Your tasks:
A - In the loop vectorizer thread, which target is currently the only one that provides the hooks needed to calculate vectorization costs?
B - Continue the loop vectorizer thread from its final sentence, writing the reply's response to that quoted line.

Supplied text:
════════════════
Does loop vectorizer inquire about target's SIMD capabilities?

Nadav (or anyone who is familiar with the loop vectorizer),

Does the current loop vectorizer inquire about the SIMD capabilities of the target architecture when it decides whether it is profitable to vectorize a loop? I am asking this because I would like to have loop vectorization disabled for targets that don’t support SIMD instructions (for example, standard mips32). Loop vectorization bloats the code size and prolongs compilation time without any improvement to performance for such targets.

Hi Akira!

Does the current loop vectorizer inquire about the SIMD capabilities of the target architecture when it decides whether it is profitable to vectorize a loop?

Yes, it uses a cost model to determine the profitability of vectorization. At the moment only x86 provides the necessary hooks that are needed for calculating the costs. We may need to change the cost defaults to prevent vectorization on targets that don't implement the cost interface. If this is a problem for you then I can do it soon.

I am asking this because I would like to have loop vectorization disabled for targets that don't support SIMD instructions (for example, standard mips32).
Loop vectorization bloats the code size and prolongs compilation time without any improvement to performance for such targets.
════════════════
Data extract:
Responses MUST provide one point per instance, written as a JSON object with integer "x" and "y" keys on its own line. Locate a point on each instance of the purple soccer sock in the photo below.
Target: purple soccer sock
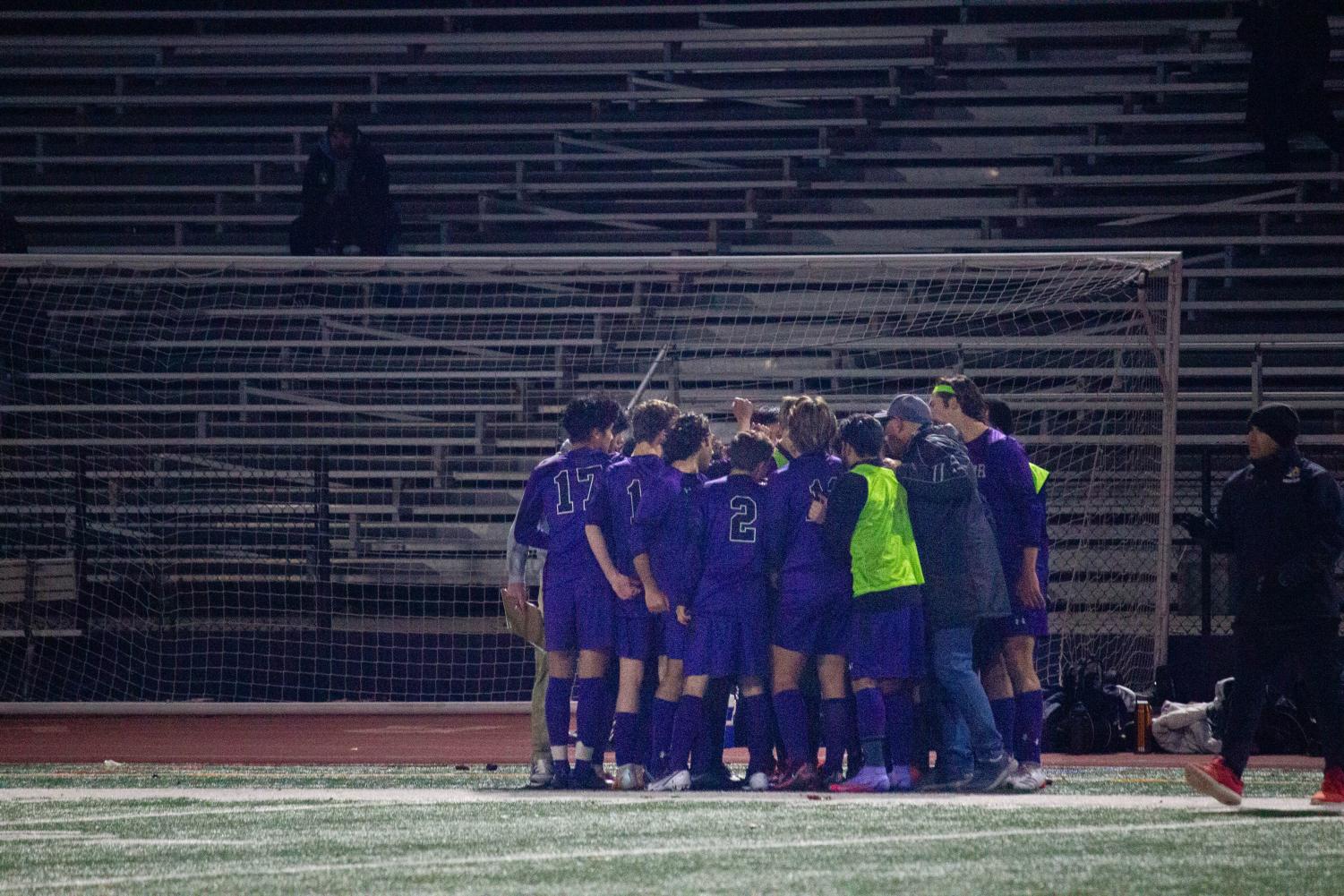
════════════════
Task results:
A - Only x86 provides those hooks at the moment.

B -
Yes. Also, notice that the loop vectorizer tries to be more conservative when the 'optforsize' attribute is used.

Thanks,
Nadav

Isn't the vectorizer disabled by default? Or are you requesting that if the
user chooses -vectorize the compiler prints a warning (unused param since
no SIMD)?

cheers,
--renato

The loop vectorizer is now enabled by default.
!

Hi Nadav,

Hi Akira!

Does the current loop vectorizer inquire about the SIMD capabilities of the target architecture when it decides whether it is profitable to vectorize a loop?

Yes, it uses a cost model to determine the profitability of vectorization. At the moment only x86 provides the necessary hooks that are needed for calculating the costs. We may need to change the cost defaults to prevent vectorization on targets that don’t implement the cost interface. If this is a problem for you then I can do it soon.

I guess I can just implement all the vectorTargetTransformInfo::get*OpCost functions since I will later need a cost model for mips-dsp anyway.

Would the code in LoopVectorizationCostModel::expectedCost work correctly if those functions returned a large integer (max unsigned int)? I am concerned about overflow.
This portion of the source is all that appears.